## Requirement
Narrow the data below down to the lines containing "coat".

## Data provided
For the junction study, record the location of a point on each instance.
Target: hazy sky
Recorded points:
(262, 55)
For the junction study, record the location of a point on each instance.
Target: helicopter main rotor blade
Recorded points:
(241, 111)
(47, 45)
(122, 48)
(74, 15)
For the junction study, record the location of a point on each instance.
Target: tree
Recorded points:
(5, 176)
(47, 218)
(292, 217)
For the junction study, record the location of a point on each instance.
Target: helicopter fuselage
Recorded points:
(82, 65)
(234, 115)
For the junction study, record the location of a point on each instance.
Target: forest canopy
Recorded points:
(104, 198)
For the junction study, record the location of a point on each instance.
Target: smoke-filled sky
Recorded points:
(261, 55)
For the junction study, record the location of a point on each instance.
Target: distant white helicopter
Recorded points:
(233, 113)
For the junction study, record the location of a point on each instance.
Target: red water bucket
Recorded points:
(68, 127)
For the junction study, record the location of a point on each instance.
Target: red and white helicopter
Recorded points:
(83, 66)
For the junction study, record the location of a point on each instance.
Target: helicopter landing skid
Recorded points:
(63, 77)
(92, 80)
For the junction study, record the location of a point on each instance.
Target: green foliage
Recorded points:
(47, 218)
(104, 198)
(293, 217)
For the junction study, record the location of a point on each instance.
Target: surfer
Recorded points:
...
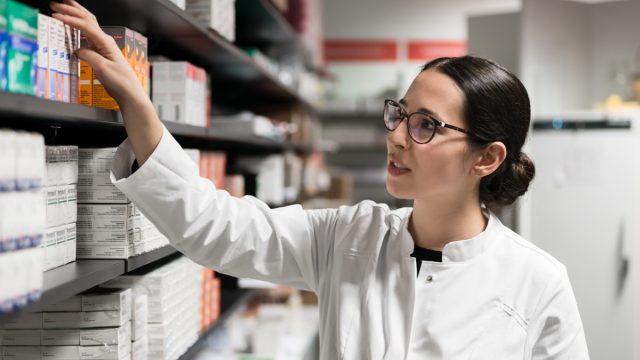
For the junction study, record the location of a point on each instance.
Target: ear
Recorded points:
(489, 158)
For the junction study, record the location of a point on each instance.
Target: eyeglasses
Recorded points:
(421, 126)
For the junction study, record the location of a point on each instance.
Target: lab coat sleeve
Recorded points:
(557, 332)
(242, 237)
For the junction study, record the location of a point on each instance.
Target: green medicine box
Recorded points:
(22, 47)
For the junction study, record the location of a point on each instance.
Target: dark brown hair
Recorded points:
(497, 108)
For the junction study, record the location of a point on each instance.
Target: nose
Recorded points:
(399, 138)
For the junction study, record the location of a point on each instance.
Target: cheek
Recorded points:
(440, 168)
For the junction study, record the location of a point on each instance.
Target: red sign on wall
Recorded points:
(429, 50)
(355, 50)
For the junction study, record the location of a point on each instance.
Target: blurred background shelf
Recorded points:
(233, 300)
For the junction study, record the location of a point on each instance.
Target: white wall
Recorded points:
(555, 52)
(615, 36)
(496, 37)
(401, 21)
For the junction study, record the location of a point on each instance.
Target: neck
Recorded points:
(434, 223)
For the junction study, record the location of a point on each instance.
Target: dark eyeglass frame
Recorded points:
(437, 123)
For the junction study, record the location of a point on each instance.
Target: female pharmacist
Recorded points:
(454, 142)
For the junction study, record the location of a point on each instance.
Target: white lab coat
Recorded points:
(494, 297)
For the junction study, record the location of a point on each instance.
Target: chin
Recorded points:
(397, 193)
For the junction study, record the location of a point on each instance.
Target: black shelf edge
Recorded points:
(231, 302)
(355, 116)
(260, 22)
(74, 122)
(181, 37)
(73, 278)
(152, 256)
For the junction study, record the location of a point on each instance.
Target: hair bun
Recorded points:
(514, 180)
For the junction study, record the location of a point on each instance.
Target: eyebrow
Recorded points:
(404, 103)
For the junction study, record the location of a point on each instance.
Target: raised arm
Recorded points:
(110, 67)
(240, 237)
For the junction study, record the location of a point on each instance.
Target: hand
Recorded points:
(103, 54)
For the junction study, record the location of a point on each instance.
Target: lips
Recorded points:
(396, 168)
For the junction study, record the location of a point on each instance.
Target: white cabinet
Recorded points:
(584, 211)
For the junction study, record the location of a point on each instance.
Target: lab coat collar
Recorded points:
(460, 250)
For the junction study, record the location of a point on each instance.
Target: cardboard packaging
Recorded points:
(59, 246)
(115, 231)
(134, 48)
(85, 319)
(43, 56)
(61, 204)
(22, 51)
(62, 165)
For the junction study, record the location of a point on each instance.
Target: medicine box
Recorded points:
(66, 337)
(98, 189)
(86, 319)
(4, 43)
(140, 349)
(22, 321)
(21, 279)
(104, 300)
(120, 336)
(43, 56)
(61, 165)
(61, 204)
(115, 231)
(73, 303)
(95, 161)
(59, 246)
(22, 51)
--
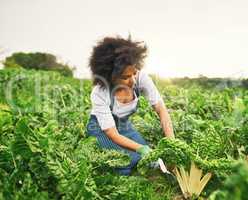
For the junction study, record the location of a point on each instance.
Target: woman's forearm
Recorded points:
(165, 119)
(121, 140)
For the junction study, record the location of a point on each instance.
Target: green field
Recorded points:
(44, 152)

## Your solution
Target: lab coat sleeve
Target: white lab coat
Target: lab coat collar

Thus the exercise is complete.